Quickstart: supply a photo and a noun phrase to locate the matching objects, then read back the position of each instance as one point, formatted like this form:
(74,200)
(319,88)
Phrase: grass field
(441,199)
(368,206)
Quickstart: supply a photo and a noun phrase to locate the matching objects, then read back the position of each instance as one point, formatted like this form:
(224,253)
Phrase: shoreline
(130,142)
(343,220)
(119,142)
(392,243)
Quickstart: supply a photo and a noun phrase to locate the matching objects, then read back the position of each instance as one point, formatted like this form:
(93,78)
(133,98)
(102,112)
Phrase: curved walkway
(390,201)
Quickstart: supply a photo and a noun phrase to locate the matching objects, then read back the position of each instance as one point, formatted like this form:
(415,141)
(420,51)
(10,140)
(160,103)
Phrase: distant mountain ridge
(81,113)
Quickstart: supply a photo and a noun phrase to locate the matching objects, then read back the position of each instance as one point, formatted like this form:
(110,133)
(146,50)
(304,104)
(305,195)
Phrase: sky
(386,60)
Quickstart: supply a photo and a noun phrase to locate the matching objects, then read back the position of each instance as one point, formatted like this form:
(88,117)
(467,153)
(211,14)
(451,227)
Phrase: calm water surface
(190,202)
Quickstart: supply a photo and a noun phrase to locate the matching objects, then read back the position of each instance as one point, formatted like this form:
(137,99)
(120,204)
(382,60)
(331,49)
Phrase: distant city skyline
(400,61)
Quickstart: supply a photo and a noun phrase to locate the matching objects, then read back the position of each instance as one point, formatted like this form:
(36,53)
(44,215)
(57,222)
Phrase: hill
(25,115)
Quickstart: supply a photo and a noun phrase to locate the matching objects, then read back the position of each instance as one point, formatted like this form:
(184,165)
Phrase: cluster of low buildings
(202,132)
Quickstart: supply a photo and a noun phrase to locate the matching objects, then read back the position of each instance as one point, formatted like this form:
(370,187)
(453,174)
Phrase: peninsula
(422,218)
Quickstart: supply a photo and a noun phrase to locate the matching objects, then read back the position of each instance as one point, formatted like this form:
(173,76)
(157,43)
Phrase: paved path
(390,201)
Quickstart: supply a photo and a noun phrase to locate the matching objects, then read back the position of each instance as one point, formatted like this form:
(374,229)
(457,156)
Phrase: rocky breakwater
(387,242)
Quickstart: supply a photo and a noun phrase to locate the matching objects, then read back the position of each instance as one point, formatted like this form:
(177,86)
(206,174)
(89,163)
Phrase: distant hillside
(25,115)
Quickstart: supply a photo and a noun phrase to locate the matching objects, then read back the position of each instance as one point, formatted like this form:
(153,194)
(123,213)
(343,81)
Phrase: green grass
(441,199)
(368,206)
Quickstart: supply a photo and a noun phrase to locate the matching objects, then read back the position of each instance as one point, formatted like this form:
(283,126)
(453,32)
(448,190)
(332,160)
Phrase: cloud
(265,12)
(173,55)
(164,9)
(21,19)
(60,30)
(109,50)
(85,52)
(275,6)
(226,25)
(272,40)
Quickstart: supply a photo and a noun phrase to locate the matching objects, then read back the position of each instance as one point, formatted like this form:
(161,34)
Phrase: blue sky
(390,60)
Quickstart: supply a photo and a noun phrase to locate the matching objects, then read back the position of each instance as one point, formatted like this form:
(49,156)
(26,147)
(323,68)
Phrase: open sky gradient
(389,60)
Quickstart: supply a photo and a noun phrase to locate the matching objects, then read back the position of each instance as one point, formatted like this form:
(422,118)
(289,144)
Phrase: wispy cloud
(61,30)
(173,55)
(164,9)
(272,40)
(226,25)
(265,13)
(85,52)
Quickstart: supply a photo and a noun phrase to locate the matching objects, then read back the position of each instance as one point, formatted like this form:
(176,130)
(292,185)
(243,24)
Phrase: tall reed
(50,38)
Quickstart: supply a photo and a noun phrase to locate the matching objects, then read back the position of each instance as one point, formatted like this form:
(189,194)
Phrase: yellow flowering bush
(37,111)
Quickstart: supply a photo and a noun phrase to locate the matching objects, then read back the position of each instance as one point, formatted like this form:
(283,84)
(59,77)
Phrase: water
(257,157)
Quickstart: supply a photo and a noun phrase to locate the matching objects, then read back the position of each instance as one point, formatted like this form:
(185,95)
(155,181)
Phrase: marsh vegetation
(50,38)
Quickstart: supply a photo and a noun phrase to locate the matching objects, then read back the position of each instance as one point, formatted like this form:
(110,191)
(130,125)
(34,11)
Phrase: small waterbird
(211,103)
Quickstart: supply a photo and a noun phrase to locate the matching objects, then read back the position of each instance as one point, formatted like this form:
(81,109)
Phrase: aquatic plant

________

Return each line of the data exactly as written above.

> **Complete response**:
Quickstart: supply a photo and a noun phrase to locate the matching objects, then read back the position of each instance as one point, formatted like this form:
(74,200)
(319,88)
Phrase: grass field
(441,199)
(368,206)
Quickstart: supply a photo and a noun phrase to locate the matching objects, then read back the position of each instance as one point, formatted like this form:
(224,253)
Phrase: shoreline
(130,142)
(343,220)
(119,142)
(392,243)
Quickstart: supply a photo and a noun phrase to locate the matching objects, then read back the position of each instance as one point, formatted like this form:
(93,78)
(133,98)
(102,112)
Phrase: curved walkway
(390,201)
Quickstart: supply a photo and a noun phrase to locate the matching objects, then read back the position of each instance as one point, formatted like this form:
(415,141)
(420,51)
(10,140)
(160,103)
Phrase: distant mountain ridge
(81,113)
Quickstart: supply a photo and a noun phrase to locate the matching objects, then read back the position of each instance as one point, formatted like this form:
(110,133)
(146,50)
(304,104)
(305,195)
Phrase: sky
(386,60)
Quickstart: supply a photo and a noun phrase to locate the matching objects, then read back the position of each instance as one point, formatted like this form:
(88,117)
(467,153)
(211,14)
(451,227)
Phrase: calm water surface
(190,202)
Quickstart: supply a photo and a noun phrase to locate the matching objects, then read back the position of each instance as one point, formatted like this form:
(137,99)
(120,204)
(382,60)
(331,49)
Phrase: distant city skyline
(400,61)
Quickstart: supply a photo and a noun phrase to locate the matching objects, then read back the position of each instance as one point, formatted like this form:
(36,53)
(44,215)
(57,222)
Phrase: hill
(25,115)
Quickstart: supply a photo and a noun phrase to locate the matching objects, then read back the position of each instance as one point, formatted like this form:
(184,165)
Phrase: cluster of low buildings
(202,132)
Quickstart: supply a photo and a noun phrase to locate the matching objects, then read back the position of each instance as one point, formatted like this form:
(370,187)
(453,174)
Phrase: peninsula
(422,218)
Quickstart: supply a photo and a noun phrase to locate the matching objects, then read back the position of each instance as one point, formatted like this form:
(173,76)
(157,43)
Phrase: paved path
(390,201)
Quickstart: supply a photo and a noun phrase to locate the matching objects, then read back the position of each instance as one point, formatted like this form:
(374,229)
(457,156)
Phrase: rocky breakwater
(387,242)
Quickstart: supply a photo and a noun phrase to locate the matching objects, then read back the position of each instance as one point, formatted like this form:
(177,86)
(206,174)
(89,163)
Phrase: distant hillside
(25,115)
Quickstart: supply a photo and a noun phrase to locate the matching objects, then read back the position of each instance as one point, formatted like this form:
(153,194)
(123,213)
(343,81)
Phrase: green grass
(441,199)
(368,206)
Quickstart: supply a photo and a noun phrase to locate the matching objects, then read back the position of each instance as one point, formatted like this form:
(283,126)
(453,32)
(448,190)
(332,160)
Phrase: cloud
(265,12)
(173,55)
(164,9)
(21,19)
(60,30)
(109,50)
(85,52)
(275,6)
(226,25)
(272,40)
Quickstart: supply a photo and a noun phrase to locate the matching objects, then read back the position of each instance as one point, formatted like this form:
(161,34)
Phrase: blue sky
(390,60)
Quickstart: supply a photo and a noun phrase to locate the matching objects, then read back the position of each instance as one point, formatted like this form:
(49,156)
(26,147)
(323,68)
Phrase: open sky gradient
(389,60)
Quickstart: supply a photo and a noun phrase to locate the matching objects, then read back the position of each instance as one point, formatted like this form:
(422,118)
(289,144)
Phrase: wispy cloud
(61,30)
(173,55)
(164,9)
(272,40)
(226,25)
(265,13)
(85,52)
Quickstart: supply a photo and a noun phrase to locate the matching objects, then read back the position of each instance as one point, formatted like this form:
(176,130)
(292,185)
(243,24)
Phrase: tall reed
(50,38)
Quickstart: supply a photo and a noun phrase to locate the matching objects, then read back the position of each instance as one point, formatted like this form:
(189,194)
Phrase: yellow flowering bush
(37,111)
Quickstart: supply a photo and a noun phrase to locate the matching objects, then read back the position of each instance as one point, formatted like this form:
(283,84)
(59,77)
Phrase: water
(257,157)
Quickstart: supply a photo and a noun phrase to locate the matching objects, then read back the position of each instance as one point, formatted like this form:
(185,95)
(155,181)
Phrase: marsh vegetation
(50,38)
Quickstart: supply a photo and a noun phrase to locate the matching objects, then read back the position of each instance as one point, formatted like this form:
(110,191)
(130,125)
(34,11)
Phrase: small waterbird
(211,103)
Quickstart: supply a photo and a noun phrase to locate the matching objects, then read back the position of each instance as one point, formatted like this form:
(81,109)
Phrase: aquatic plant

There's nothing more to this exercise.